== Segment start ==
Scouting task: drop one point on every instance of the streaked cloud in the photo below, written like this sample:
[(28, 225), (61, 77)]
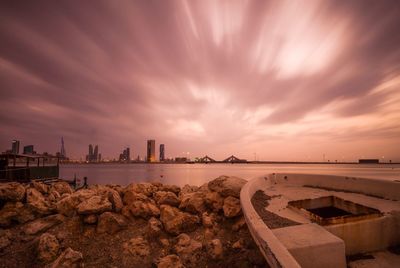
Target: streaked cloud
[(284, 79)]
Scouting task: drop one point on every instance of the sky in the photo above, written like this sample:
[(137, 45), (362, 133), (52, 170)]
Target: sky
[(265, 80)]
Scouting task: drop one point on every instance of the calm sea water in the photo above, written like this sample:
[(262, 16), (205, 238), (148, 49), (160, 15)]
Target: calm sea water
[(197, 174)]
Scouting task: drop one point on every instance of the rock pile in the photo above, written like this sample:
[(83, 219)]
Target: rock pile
[(144, 224)]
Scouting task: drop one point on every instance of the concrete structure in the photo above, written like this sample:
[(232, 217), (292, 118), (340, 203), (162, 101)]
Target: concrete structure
[(368, 161), (28, 149), (356, 215), (15, 147), (63, 153), (162, 152), (93, 155), (151, 151)]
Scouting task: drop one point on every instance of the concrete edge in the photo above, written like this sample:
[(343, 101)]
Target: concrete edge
[(274, 252), (374, 187)]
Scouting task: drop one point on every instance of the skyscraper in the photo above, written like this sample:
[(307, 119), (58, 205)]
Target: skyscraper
[(151, 151), (15, 147), (90, 157), (125, 156), (96, 154), (29, 149), (162, 152), (63, 154), (93, 155)]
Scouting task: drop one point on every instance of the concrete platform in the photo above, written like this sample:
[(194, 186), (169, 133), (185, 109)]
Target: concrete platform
[(301, 245), (312, 246)]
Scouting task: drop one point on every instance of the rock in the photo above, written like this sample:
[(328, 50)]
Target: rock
[(166, 198), (227, 186), (62, 187), (132, 196), (90, 219), (170, 261), (207, 219), (7, 214), (208, 234), (188, 189), (53, 196), (95, 204), (188, 249), (164, 242), (68, 259), (43, 224), (12, 191), (5, 238), (137, 247), (187, 246), (239, 224), (41, 187), (143, 188), (144, 209), (154, 227), (110, 222), (232, 207), (37, 202), (214, 249), (193, 202), (170, 188), (67, 205), (48, 248), (176, 221), (214, 201), (115, 200)]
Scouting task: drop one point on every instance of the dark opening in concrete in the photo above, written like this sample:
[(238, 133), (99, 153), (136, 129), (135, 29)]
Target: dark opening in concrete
[(333, 210), (329, 212)]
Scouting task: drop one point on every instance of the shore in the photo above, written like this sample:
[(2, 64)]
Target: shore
[(140, 225)]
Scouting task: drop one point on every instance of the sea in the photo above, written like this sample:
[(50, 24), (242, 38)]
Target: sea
[(198, 174)]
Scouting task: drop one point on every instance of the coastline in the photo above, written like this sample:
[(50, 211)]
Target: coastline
[(144, 224)]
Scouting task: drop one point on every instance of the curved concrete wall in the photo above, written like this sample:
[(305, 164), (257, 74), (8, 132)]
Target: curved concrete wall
[(373, 187), (275, 253)]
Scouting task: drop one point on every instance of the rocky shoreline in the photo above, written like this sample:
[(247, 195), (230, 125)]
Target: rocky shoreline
[(140, 225)]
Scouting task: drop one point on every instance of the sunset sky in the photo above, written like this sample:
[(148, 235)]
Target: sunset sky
[(272, 80)]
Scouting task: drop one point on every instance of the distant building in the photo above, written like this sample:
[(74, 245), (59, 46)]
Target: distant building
[(125, 156), (96, 153), (162, 152), (29, 149), (181, 159), (15, 147), (63, 154), (368, 161), (93, 155), (151, 151)]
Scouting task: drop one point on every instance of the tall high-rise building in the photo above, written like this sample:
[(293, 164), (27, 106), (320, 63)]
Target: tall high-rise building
[(125, 156), (28, 149), (96, 153), (93, 155), (63, 154), (15, 147), (90, 158), (162, 152), (151, 151)]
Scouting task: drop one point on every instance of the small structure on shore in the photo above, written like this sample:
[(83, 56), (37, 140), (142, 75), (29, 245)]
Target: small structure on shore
[(309, 220), (24, 167)]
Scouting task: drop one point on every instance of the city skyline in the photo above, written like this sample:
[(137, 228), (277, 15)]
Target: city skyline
[(270, 80)]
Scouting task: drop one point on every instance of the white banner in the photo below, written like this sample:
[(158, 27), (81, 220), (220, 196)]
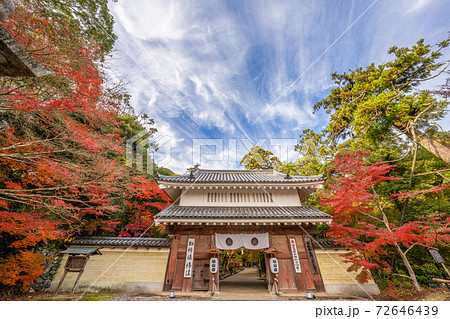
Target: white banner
[(235, 241), (295, 258), (189, 258)]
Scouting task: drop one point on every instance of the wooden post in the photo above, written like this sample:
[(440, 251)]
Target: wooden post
[(170, 271), (61, 281), (76, 281)]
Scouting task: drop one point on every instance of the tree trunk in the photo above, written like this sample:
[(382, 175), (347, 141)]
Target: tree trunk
[(411, 273), (433, 146)]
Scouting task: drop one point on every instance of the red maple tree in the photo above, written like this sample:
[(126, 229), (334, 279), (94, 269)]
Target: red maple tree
[(60, 149)]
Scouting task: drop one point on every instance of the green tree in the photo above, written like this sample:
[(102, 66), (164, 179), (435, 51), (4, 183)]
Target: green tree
[(259, 158), (382, 101)]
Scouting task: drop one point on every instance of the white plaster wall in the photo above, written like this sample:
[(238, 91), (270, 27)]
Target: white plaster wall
[(199, 197)]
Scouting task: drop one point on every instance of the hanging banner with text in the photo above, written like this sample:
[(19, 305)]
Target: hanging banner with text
[(189, 258), (295, 258), (235, 241)]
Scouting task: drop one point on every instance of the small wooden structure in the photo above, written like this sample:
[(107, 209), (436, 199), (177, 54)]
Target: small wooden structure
[(76, 262)]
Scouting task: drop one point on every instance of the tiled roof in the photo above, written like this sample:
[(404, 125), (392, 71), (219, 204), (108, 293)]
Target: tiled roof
[(192, 212), (238, 176), (326, 243), (122, 241), (81, 250)]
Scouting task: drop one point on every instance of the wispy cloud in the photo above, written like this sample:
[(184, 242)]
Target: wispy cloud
[(223, 62)]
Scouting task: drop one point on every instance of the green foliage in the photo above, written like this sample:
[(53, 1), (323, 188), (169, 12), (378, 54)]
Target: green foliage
[(259, 158), (92, 17), (372, 102)]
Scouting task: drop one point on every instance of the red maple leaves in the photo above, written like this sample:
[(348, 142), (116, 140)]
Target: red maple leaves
[(362, 220)]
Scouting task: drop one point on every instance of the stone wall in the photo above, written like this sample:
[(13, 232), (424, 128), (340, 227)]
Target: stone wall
[(137, 270)]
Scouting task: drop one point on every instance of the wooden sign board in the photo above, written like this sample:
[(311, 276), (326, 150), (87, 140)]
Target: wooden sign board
[(293, 244), (189, 258)]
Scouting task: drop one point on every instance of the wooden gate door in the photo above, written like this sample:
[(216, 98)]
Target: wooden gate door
[(286, 277), (200, 276)]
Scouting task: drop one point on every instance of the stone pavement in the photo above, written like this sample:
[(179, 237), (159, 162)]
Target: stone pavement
[(244, 285)]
== Segment end ==
» Assigned task
Print the listing exactly. No pictures belong in the copy.

» Solved exercise
Scouting task: drop one point on every instance of the streaked cloud in the photo below, written like this sample:
[(28, 225), (61, 77)]
Target: streaked cloud
[(284, 79)]
Scouting task: drop one point on every instance of the sky in the photo above, written like this sample:
[(137, 45), (362, 133), (52, 170)]
Target: sky
[(265, 80)]
Scouting task: drop one point on every instance of the calm sea water in the photo above, written like this sample:
[(262, 16), (205, 238), (148, 49), (160, 15)]
Target: calm sea water
[(197, 174)]
Scouting task: drop one point on every instance of the rock pile in the photo above, written like this sample:
[(83, 219)]
Target: rock pile
[(144, 224)]
Scouting task: drop one point on every instance of the concrete structure in the photo above, written like this sample:
[(232, 217), (292, 118), (340, 203), (162, 101)]
Target: concrete structure
[(368, 161), (28, 149), (356, 215), (15, 147), (63, 153), (162, 152), (93, 155), (151, 151)]
Scouting task: drop one point on every instance of the concrete edge in the photo above, written like this sample:
[(343, 101)]
Target: concrete edge
[(274, 252), (374, 187)]
Scouting task: drop one point on every instance of the skyscraper in the photo above, written like this sample:
[(307, 119), (58, 205)]
Target: skyscraper
[(151, 151), (15, 147), (90, 157), (125, 156), (96, 154), (29, 149), (162, 152), (63, 154), (93, 155)]
Scouting task: drop one point on every instance of the concrete platform in the photo above, written like this sample:
[(194, 186), (169, 133), (185, 109)]
Target: concrete platform
[(301, 245), (312, 246)]
Scouting task: drop one point on every instance of the rock in the photo above, written like this sample:
[(328, 50)]
Target: rock
[(166, 198), (227, 186), (62, 187), (132, 196), (90, 219), (170, 261), (207, 219), (7, 214), (208, 234), (188, 189), (53, 196), (95, 204), (188, 249), (164, 242), (68, 259), (43, 224), (12, 191), (5, 238), (137, 247), (187, 246), (239, 224), (41, 187), (143, 188), (144, 209), (154, 227), (110, 222), (232, 207), (37, 202), (214, 249), (193, 202), (170, 188), (67, 205), (48, 248), (176, 221), (214, 201), (115, 200)]
Scouting task: drop one point on every instance of the dark opening in concrete in the photo above, written like this sample:
[(238, 133), (99, 153), (136, 129), (135, 29)]
Target: dark opening in concrete
[(333, 210), (329, 212)]
Scouting task: drop one point on every instance of the shore in the photo above, written like this sample:
[(2, 64)]
Target: shore
[(140, 225)]
Scouting task: drop one point on every instance of the sea in the photo above, written like this sample:
[(50, 24), (242, 38)]
Target: sea
[(198, 174)]
Scouting task: drop one point on every instance of the coastline in the photo above, written like this sample:
[(50, 211)]
Target: coastline
[(144, 224)]
Scouting task: drop one point on every instance of the curved concrete wall in the photo above, written like this sample:
[(305, 164), (257, 74), (8, 132)]
Target: curved concrete wall
[(373, 187), (275, 253)]
Scouting task: drop one point on every instance of the rocky shoreline in the photo above, written like this sample:
[(247, 195), (230, 125)]
Target: rocky shoreline
[(140, 225)]
Scouting task: drop one point on every instance of the sunset sky in the photo above, written like this sample:
[(148, 235)]
Target: sunset sky
[(272, 80)]
Scouting task: drop one point on every instance of the distant building in the photo above, written like this sample:
[(74, 245), (59, 46)]
Target: distant building
[(125, 156), (96, 153), (162, 152), (29, 149), (181, 159), (15, 147), (63, 154), (368, 161), (93, 155), (151, 151)]
Scouting task: drop one point on every instance of the tall high-rise building in the photo above, written like this sample:
[(293, 164), (27, 106), (320, 63)]
Target: tall high-rise building
[(125, 156), (28, 149), (96, 153), (93, 155), (63, 154), (15, 147), (90, 158), (162, 152), (151, 151)]
Scouting task: drop one point on every instance of the small structure on shore in the photo above, written like this sample:
[(83, 56), (37, 140), (142, 75), (29, 245)]
Target: small structure on shore
[(309, 220), (24, 167)]
Scouting task: drop one point on every instance of the city skyline in the photo above, written like this sample:
[(137, 228), (277, 15)]
Target: city skyline
[(270, 80)]
Scouting task: drop one point on every instance of the white banner in the photo below, written like this sample:
[(158, 27), (81, 220), (220, 196)]
Target: white banner
[(235, 241), (295, 258), (189, 258)]
Scouting task: drop one point on every instance of the wooden post in the photo above, written like this sample:
[(440, 251)]
Target: wooden post
[(170, 271), (61, 281), (76, 281)]
Scouting task: drop one point on every instance of the tree trunk in the photo above, written like this sample:
[(382, 175), (347, 141)]
Target: tree trunk
[(411, 273), (433, 146)]
Scouting task: drop one point on every instance of the red maple tree in the photo above, written like this sample:
[(126, 229), (334, 279), (94, 269)]
Target: red maple tree
[(60, 149)]
Scouting task: drop one point on every instance of the green tree in the photo above, written like this sample:
[(102, 66), (164, 179), (435, 51), (4, 183)]
Target: green tree
[(259, 158), (382, 101)]
Scouting task: drop one point on every instance of the white plaster wall in the photo above, written like this sample:
[(238, 91), (270, 27)]
Target: white plaster wall
[(199, 197)]
Scouting task: drop one point on every instance of the hanging banner with text in the photo above, written like this sample:
[(19, 305)]
Target: hanging banner with text
[(189, 258), (295, 258), (235, 241)]
Scouting task: drop one point on every instance of the small wooden structure in the photo above, written like this sample:
[(107, 209), (436, 199), (177, 54)]
Target: small wooden structure
[(76, 262)]
Scouting task: drop one point on every instance of the tiled roof in the photo above, written like this sample:
[(404, 125), (392, 71), (219, 204), (108, 293)]
Target: tiled roof
[(192, 212), (238, 176), (326, 243), (122, 241), (81, 250)]
Scouting task: drop one point on every instance of the wispy cloud in the photo above, written like this sample:
[(184, 242)]
Target: wispy cloud
[(223, 62)]
Scouting task: drop one point on every instance of the green foliage in the photo above, written like this sample:
[(53, 1), (323, 188), (169, 12), (378, 54)]
Target: green foliage
[(259, 158), (92, 17), (372, 102)]
Scouting task: drop one point on every instance of the red maple leaves in the photo above, written like this sample:
[(348, 142), (116, 140)]
Target: red maple leaves
[(362, 220)]
Scouting task: drop one point on every instance of the stone wall in the photo above, written like this sample:
[(13, 232), (424, 128), (340, 227)]
Target: stone wall
[(137, 270)]
Scouting task: drop one point on every instance of the wooden sign board in the photo above, written like this sample:
[(311, 276), (326, 150), (87, 140)]
Target: wooden sign board
[(293, 244), (189, 258)]
Scouting task: drop one point on every instance of the wooden gate door in the photo above, written like this sample:
[(216, 98)]
Target: wooden gate door
[(286, 277), (200, 276)]
Scouting task: drop one point on every instance of the stone pavement in the photo above, written like this sample:
[(179, 237), (159, 162)]
Target: stone pavement
[(244, 285)]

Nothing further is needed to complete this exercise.